-- Start Data lines --

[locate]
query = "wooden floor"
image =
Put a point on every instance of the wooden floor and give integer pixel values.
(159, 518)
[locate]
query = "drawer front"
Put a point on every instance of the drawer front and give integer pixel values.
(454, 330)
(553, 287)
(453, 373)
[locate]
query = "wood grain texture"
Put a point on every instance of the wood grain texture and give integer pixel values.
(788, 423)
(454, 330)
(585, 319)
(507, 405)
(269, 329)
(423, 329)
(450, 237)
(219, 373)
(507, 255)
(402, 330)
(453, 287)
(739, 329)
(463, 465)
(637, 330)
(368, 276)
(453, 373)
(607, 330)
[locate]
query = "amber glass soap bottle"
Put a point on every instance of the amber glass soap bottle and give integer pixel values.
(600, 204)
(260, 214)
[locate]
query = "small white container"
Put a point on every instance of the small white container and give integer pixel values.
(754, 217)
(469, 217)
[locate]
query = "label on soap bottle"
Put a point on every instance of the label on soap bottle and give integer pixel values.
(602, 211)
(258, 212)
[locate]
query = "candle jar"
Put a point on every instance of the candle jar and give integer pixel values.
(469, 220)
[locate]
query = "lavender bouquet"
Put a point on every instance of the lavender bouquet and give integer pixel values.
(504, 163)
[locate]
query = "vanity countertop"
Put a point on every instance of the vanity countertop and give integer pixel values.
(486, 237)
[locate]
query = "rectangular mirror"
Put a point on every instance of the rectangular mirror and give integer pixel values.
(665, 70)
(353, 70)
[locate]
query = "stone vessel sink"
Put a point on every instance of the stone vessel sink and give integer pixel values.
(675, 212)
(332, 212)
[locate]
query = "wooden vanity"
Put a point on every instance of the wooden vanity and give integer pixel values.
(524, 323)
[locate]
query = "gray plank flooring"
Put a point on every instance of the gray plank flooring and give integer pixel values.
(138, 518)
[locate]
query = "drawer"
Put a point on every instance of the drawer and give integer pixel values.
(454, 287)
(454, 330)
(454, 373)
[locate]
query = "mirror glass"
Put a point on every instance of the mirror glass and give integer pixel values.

-- End Data lines --

Exercise objective — Using the listing above, reproduce each line without omission.

Solution for this task —
[locate]
query = "wooden floor"
image =
Put a point on every instance of the wooden floor and give integer pixel values.
(159, 518)
[locate]
query = "drawer front"
Put a point on every instance of the drawer front and give integer pixel values.
(454, 330)
(553, 287)
(453, 373)
[locate]
query = "wood grain texture"
Put a point on every instance of the wood grain texture and give integer pixel values.
(788, 423)
(454, 330)
(585, 319)
(507, 405)
(269, 329)
(423, 329)
(450, 237)
(219, 373)
(507, 255)
(402, 330)
(453, 287)
(739, 329)
(463, 465)
(637, 330)
(368, 276)
(453, 373)
(607, 330)
[locate]
query = "amber glass soap bottle"
Put a point on every instance of the amber glass soap bottle and give integer pixel values.
(600, 204)
(260, 214)
[locate]
query = "small white container"
Put a point on every instance of the small white container and give integer pixel values.
(754, 217)
(469, 217)
[locate]
query = "label on soap bottle"
Put a point on every instance of the label on soap bottle and give integer pixel values.
(602, 211)
(258, 212)
[locate]
query = "candle jar"
Put a point on every instance of the candle jar and give integer pixel values.
(469, 220)
[locate]
query = "lavender bouquet"
Put a point on every instance of the lavender bouquet and give integer pixel values.
(504, 163)
[locate]
query = "vanity countertop"
Put a point on every instance of the vanity countertop and give integer pixel values.
(486, 237)
[locate]
query = "rectangular mirror"
Put a point on every instance of the rectangular mirror and give integer pixel values.
(665, 70)
(353, 70)
[locate]
query = "stone vessel sink"
Put a point on every instance of the stone vessel sink and give integer pixel values.
(675, 212)
(332, 212)
[locate]
query = "wooden vanity"
Put a point on every instance of the wooden vanity and give integer pixel values.
(524, 323)
[locate]
query = "gray plank flooring"
Put a point on every instance of the gray plank flooring and give integer pixel values.
(138, 518)
[locate]
query = "drawer"
Put a point on every instance of the drawer and give integer pixel values.
(454, 287)
(454, 330)
(454, 373)
[locate]
query = "mirror glass"
Put a point on every instance of the mirror glass and give integer pixel values.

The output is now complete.